◆ **About this exercise**
Say the data back exactly as it is written below.

• • •

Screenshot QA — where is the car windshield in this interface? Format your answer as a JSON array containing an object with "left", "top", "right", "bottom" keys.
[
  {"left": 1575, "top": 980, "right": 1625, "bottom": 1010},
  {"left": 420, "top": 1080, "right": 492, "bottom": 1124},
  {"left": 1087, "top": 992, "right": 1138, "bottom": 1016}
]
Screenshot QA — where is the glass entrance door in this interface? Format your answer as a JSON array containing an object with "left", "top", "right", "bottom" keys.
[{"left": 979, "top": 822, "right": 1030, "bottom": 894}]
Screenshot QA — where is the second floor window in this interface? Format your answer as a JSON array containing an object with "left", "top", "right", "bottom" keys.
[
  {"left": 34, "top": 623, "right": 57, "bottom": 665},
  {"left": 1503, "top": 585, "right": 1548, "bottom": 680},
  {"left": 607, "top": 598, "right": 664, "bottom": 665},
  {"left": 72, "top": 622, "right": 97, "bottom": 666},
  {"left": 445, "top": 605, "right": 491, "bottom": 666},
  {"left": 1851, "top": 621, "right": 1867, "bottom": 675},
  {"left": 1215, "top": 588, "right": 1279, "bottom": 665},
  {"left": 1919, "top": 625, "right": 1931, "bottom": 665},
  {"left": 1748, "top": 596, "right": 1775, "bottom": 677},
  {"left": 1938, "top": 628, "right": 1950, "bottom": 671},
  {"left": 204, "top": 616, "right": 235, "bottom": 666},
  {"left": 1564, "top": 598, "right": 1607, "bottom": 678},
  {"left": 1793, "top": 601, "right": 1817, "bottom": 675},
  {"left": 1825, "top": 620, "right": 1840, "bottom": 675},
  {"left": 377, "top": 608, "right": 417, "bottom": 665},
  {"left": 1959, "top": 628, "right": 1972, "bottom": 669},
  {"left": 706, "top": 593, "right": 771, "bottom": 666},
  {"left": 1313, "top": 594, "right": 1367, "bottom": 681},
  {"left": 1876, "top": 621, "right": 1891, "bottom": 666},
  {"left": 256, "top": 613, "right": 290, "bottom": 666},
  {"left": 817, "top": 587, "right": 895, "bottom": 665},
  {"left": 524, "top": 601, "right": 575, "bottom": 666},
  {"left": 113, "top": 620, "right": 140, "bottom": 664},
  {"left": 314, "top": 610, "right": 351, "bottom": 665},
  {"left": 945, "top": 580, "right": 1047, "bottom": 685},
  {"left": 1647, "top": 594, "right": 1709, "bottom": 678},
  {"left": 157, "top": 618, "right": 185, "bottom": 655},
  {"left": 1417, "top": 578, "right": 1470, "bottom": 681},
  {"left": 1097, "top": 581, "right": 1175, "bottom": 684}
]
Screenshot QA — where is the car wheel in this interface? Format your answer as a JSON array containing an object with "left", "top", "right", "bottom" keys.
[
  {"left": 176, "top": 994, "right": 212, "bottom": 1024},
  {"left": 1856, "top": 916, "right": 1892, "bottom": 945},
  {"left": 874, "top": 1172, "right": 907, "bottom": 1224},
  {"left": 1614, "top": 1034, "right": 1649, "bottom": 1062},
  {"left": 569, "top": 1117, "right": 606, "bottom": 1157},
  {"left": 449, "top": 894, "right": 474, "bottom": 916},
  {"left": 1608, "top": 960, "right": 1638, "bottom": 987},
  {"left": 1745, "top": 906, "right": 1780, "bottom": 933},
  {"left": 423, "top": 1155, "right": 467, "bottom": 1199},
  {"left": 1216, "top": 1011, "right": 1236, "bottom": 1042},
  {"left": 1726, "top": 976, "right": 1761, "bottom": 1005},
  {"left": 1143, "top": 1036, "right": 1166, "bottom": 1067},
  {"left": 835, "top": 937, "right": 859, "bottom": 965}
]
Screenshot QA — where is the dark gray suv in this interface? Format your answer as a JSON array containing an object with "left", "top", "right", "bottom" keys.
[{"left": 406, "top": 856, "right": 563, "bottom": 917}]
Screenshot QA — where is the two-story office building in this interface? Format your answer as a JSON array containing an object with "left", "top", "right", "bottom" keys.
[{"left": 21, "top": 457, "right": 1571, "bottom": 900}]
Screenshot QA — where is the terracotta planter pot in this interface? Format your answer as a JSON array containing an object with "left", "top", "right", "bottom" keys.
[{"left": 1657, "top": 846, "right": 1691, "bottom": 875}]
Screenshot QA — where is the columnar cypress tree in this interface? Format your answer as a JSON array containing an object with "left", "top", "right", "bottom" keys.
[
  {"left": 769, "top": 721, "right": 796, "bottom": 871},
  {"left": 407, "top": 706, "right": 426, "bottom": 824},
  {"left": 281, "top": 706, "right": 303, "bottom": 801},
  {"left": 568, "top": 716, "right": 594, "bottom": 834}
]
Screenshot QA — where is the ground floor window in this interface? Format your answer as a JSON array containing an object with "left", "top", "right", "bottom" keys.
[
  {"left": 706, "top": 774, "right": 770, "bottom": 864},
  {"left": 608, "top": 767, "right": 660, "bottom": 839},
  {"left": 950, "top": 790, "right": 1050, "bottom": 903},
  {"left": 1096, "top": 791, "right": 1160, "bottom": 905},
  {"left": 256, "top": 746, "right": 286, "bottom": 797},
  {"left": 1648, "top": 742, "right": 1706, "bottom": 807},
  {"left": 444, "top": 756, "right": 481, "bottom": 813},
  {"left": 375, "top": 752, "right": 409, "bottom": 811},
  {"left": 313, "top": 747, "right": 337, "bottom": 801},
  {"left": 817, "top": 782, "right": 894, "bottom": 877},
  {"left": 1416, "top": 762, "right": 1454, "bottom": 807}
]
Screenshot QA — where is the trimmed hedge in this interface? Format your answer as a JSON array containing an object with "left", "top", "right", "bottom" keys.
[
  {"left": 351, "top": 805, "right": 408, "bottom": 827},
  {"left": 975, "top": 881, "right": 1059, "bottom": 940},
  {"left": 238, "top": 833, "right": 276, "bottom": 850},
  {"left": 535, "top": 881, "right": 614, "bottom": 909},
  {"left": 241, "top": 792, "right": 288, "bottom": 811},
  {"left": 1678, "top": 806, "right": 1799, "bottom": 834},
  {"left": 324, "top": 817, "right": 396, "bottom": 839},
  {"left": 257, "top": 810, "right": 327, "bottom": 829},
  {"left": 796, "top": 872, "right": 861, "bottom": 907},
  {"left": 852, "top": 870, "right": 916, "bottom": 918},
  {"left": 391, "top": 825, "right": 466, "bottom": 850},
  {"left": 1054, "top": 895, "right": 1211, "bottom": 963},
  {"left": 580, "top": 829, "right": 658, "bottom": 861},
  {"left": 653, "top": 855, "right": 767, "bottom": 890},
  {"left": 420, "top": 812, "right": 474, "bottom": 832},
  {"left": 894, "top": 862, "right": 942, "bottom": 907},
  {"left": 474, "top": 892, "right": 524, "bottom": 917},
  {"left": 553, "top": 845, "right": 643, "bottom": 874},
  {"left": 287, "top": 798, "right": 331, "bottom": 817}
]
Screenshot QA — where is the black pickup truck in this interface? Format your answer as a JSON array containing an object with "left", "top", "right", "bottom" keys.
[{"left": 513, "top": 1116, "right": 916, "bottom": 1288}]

• • •

◆ **Output for this task**
Screenshot QA — where is the car windshield in this interface? Format your answer as a JSON array containing an object with "left", "top", "right", "bottom" keys.
[
  {"left": 1575, "top": 980, "right": 1625, "bottom": 1010},
  {"left": 420, "top": 1080, "right": 492, "bottom": 1124},
  {"left": 1087, "top": 992, "right": 1138, "bottom": 1016}
]
Screenshot QA — where is the glass entrance door in this interface? Format your answer as a JSON array containing an object with "left", "top", "right", "bottom" keys.
[{"left": 979, "top": 822, "right": 1030, "bottom": 894}]
Screenshot QA — where is the second floor window in this interface? Format your answer as a JSON array containing an object with "left", "top", "right", "bottom" keys.
[
  {"left": 34, "top": 623, "right": 57, "bottom": 665},
  {"left": 1503, "top": 585, "right": 1548, "bottom": 680},
  {"left": 607, "top": 598, "right": 664, "bottom": 665},
  {"left": 72, "top": 622, "right": 97, "bottom": 666},
  {"left": 445, "top": 605, "right": 491, "bottom": 666},
  {"left": 1851, "top": 621, "right": 1867, "bottom": 675},
  {"left": 1215, "top": 588, "right": 1279, "bottom": 665},
  {"left": 1919, "top": 625, "right": 1931, "bottom": 665},
  {"left": 1748, "top": 596, "right": 1775, "bottom": 677},
  {"left": 1938, "top": 628, "right": 1950, "bottom": 671},
  {"left": 204, "top": 616, "right": 235, "bottom": 666},
  {"left": 1564, "top": 598, "right": 1607, "bottom": 678},
  {"left": 1793, "top": 601, "right": 1817, "bottom": 675},
  {"left": 1825, "top": 620, "right": 1840, "bottom": 675},
  {"left": 377, "top": 608, "right": 417, "bottom": 665},
  {"left": 1959, "top": 628, "right": 1972, "bottom": 669},
  {"left": 706, "top": 593, "right": 771, "bottom": 666},
  {"left": 1313, "top": 594, "right": 1367, "bottom": 681},
  {"left": 1876, "top": 621, "right": 1891, "bottom": 666},
  {"left": 256, "top": 613, "right": 290, "bottom": 666},
  {"left": 817, "top": 587, "right": 895, "bottom": 665},
  {"left": 524, "top": 601, "right": 575, "bottom": 666},
  {"left": 113, "top": 620, "right": 140, "bottom": 664},
  {"left": 314, "top": 610, "right": 351, "bottom": 665},
  {"left": 945, "top": 580, "right": 1047, "bottom": 685},
  {"left": 1647, "top": 594, "right": 1709, "bottom": 678},
  {"left": 157, "top": 618, "right": 185, "bottom": 655},
  {"left": 1417, "top": 578, "right": 1470, "bottom": 681},
  {"left": 1097, "top": 581, "right": 1175, "bottom": 684}
]
Screenshot QA — where is the car wheel in this interface? Format your answer as a JSON array containing an object with "left", "top", "right", "bottom" keys.
[
  {"left": 176, "top": 994, "right": 212, "bottom": 1024},
  {"left": 1856, "top": 916, "right": 1892, "bottom": 945},
  {"left": 874, "top": 1172, "right": 907, "bottom": 1224},
  {"left": 1614, "top": 1034, "right": 1649, "bottom": 1062},
  {"left": 569, "top": 1117, "right": 606, "bottom": 1157},
  {"left": 449, "top": 894, "right": 474, "bottom": 916},
  {"left": 1608, "top": 960, "right": 1638, "bottom": 987},
  {"left": 1745, "top": 906, "right": 1780, "bottom": 933},
  {"left": 423, "top": 1155, "right": 467, "bottom": 1199},
  {"left": 1216, "top": 1011, "right": 1236, "bottom": 1042},
  {"left": 1726, "top": 976, "right": 1761, "bottom": 1005},
  {"left": 1143, "top": 1036, "right": 1166, "bottom": 1067},
  {"left": 835, "top": 937, "right": 859, "bottom": 965}
]
Screenshot QA — where is the dark gray suv in this interface? Format your answer as a JSON array containing an object with "left", "top", "right", "bottom" keys.
[{"left": 406, "top": 856, "right": 563, "bottom": 917}]
Screenshot QA — where is the two-story office building in this interface? Format your answer as a JSON array containing an object with "left", "top", "right", "bottom" keys.
[{"left": 21, "top": 457, "right": 1571, "bottom": 900}]
Screenshot QA — where is the terracotta planter pot in this interface? Format your answer as a JSON array containing an object with "left", "top", "right", "bottom" keys.
[{"left": 1657, "top": 846, "right": 1691, "bottom": 875}]
Screenshot QA — where is the columnar cypress tree in this interface? Format your answer as a JSON array containing an object with "left", "top", "right", "bottom" keys.
[
  {"left": 769, "top": 721, "right": 796, "bottom": 871},
  {"left": 407, "top": 706, "right": 426, "bottom": 824},
  {"left": 281, "top": 706, "right": 303, "bottom": 801},
  {"left": 568, "top": 716, "right": 594, "bottom": 834}
]
Screenshot QA — where is the ground floor window in this interface? Format your answer as a JSON array containing an object with "left", "top", "right", "bottom" keys.
[
  {"left": 706, "top": 774, "right": 770, "bottom": 864},
  {"left": 608, "top": 767, "right": 660, "bottom": 839},
  {"left": 950, "top": 790, "right": 1050, "bottom": 903},
  {"left": 1096, "top": 791, "right": 1160, "bottom": 905},
  {"left": 256, "top": 746, "right": 286, "bottom": 797},
  {"left": 1648, "top": 742, "right": 1706, "bottom": 807},
  {"left": 444, "top": 756, "right": 481, "bottom": 813},
  {"left": 375, "top": 752, "right": 409, "bottom": 811},
  {"left": 313, "top": 747, "right": 337, "bottom": 801},
  {"left": 817, "top": 782, "right": 894, "bottom": 877},
  {"left": 1416, "top": 762, "right": 1454, "bottom": 807}
]
Screenshot QA — where is the trimmed hedge in this interface? Format your answer as a JSON array containing an object with "left", "top", "right", "bottom" keys.
[
  {"left": 351, "top": 805, "right": 408, "bottom": 827},
  {"left": 975, "top": 881, "right": 1059, "bottom": 940},
  {"left": 238, "top": 833, "right": 276, "bottom": 850},
  {"left": 535, "top": 881, "right": 614, "bottom": 909},
  {"left": 241, "top": 792, "right": 288, "bottom": 811},
  {"left": 1678, "top": 806, "right": 1799, "bottom": 834},
  {"left": 324, "top": 817, "right": 396, "bottom": 839},
  {"left": 257, "top": 810, "right": 327, "bottom": 829},
  {"left": 796, "top": 872, "right": 861, "bottom": 907},
  {"left": 852, "top": 870, "right": 916, "bottom": 918},
  {"left": 391, "top": 825, "right": 466, "bottom": 850},
  {"left": 1054, "top": 895, "right": 1211, "bottom": 963},
  {"left": 580, "top": 829, "right": 658, "bottom": 861},
  {"left": 653, "top": 855, "right": 767, "bottom": 890},
  {"left": 420, "top": 812, "right": 474, "bottom": 832},
  {"left": 894, "top": 862, "right": 942, "bottom": 907},
  {"left": 474, "top": 892, "right": 524, "bottom": 917},
  {"left": 553, "top": 845, "right": 643, "bottom": 874},
  {"left": 287, "top": 798, "right": 331, "bottom": 817}
]
Screenshot QA — where is the black pickup truck in this interface? Format your answer as a JSON array containing an object with "left", "top", "right", "bottom" keys.
[{"left": 513, "top": 1116, "right": 916, "bottom": 1288}]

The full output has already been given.